# [Brief]
Every line from the one containing "Target: dog's ear" to the end of the data below should be copied exactly, but pictures should not.

Data extracted from a collection:
========================================================================

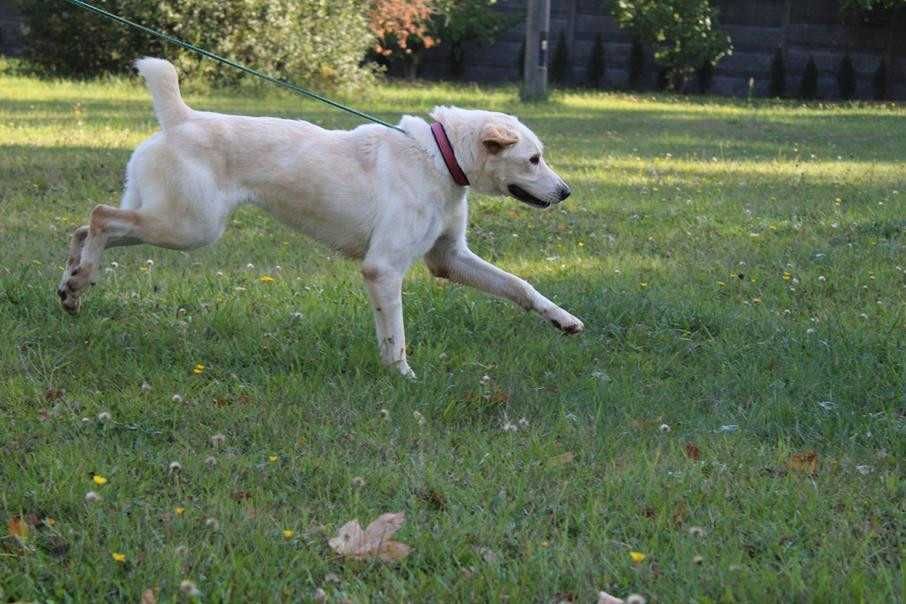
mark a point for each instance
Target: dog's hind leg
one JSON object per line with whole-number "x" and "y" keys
{"x": 385, "y": 284}
{"x": 112, "y": 227}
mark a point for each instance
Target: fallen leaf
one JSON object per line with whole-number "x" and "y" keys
{"x": 606, "y": 598}
{"x": 561, "y": 460}
{"x": 240, "y": 495}
{"x": 374, "y": 542}
{"x": 692, "y": 452}
{"x": 805, "y": 462}
{"x": 18, "y": 528}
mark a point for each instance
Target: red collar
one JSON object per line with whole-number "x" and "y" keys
{"x": 446, "y": 151}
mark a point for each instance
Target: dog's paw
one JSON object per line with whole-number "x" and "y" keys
{"x": 564, "y": 321}
{"x": 406, "y": 371}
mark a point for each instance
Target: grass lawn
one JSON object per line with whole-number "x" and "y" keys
{"x": 734, "y": 411}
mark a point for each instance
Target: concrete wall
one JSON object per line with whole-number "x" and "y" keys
{"x": 813, "y": 28}
{"x": 804, "y": 27}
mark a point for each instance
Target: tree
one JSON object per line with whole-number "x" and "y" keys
{"x": 879, "y": 82}
{"x": 808, "y": 87}
{"x": 597, "y": 63}
{"x": 456, "y": 22}
{"x": 402, "y": 30}
{"x": 320, "y": 43}
{"x": 636, "y": 64}
{"x": 683, "y": 34}
{"x": 846, "y": 78}
{"x": 560, "y": 66}
{"x": 778, "y": 74}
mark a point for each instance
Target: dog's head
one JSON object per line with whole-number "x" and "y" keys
{"x": 501, "y": 156}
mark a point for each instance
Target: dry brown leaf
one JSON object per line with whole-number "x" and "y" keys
{"x": 805, "y": 462}
{"x": 18, "y": 528}
{"x": 561, "y": 460}
{"x": 692, "y": 451}
{"x": 374, "y": 542}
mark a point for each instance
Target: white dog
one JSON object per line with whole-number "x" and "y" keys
{"x": 373, "y": 193}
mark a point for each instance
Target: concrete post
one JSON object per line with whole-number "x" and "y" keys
{"x": 537, "y": 26}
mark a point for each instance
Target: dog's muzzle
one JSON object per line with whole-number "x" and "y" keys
{"x": 526, "y": 197}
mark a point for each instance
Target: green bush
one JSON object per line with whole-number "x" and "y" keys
{"x": 320, "y": 43}
{"x": 846, "y": 78}
{"x": 597, "y": 64}
{"x": 778, "y": 74}
{"x": 808, "y": 87}
{"x": 684, "y": 34}
{"x": 560, "y": 64}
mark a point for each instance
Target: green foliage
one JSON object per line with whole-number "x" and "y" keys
{"x": 683, "y": 33}
{"x": 778, "y": 74}
{"x": 636, "y": 64}
{"x": 705, "y": 75}
{"x": 313, "y": 41}
{"x": 808, "y": 86}
{"x": 457, "y": 22}
{"x": 846, "y": 78}
{"x": 879, "y": 81}
{"x": 561, "y": 69}
{"x": 596, "y": 73}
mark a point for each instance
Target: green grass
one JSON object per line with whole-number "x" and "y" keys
{"x": 736, "y": 267}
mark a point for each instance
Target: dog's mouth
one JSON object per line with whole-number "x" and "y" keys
{"x": 526, "y": 197}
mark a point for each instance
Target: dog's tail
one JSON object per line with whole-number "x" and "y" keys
{"x": 162, "y": 81}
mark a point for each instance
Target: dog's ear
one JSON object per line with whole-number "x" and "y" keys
{"x": 497, "y": 137}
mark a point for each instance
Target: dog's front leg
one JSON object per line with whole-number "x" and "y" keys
{"x": 385, "y": 286}
{"x": 463, "y": 266}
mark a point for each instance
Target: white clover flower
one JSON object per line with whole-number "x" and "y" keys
{"x": 189, "y": 589}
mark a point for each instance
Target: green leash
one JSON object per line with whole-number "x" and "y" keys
{"x": 206, "y": 53}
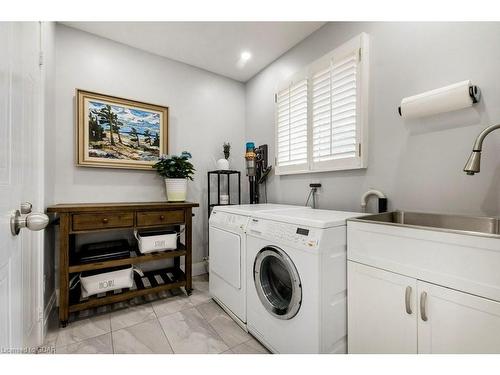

========================================================================

# [Completed exercise]
Target: dog's ear
one JSON object per line with whole-number "x" and "y" keys
{"x": 497, "y": 137}
mark a point for each instance
Target: dog's front leg
one JSON object per line with whole-number "x" and "y" keys
{"x": 385, "y": 286}
{"x": 463, "y": 266}
mark a point for each instance
Target: white clover flower
one JSON object per line with whole-number "x" and "y" keys
{"x": 189, "y": 589}
mark a point for each instance
Target: green leash
one JSON object per line with whole-number "x" and "y" keys
{"x": 206, "y": 53}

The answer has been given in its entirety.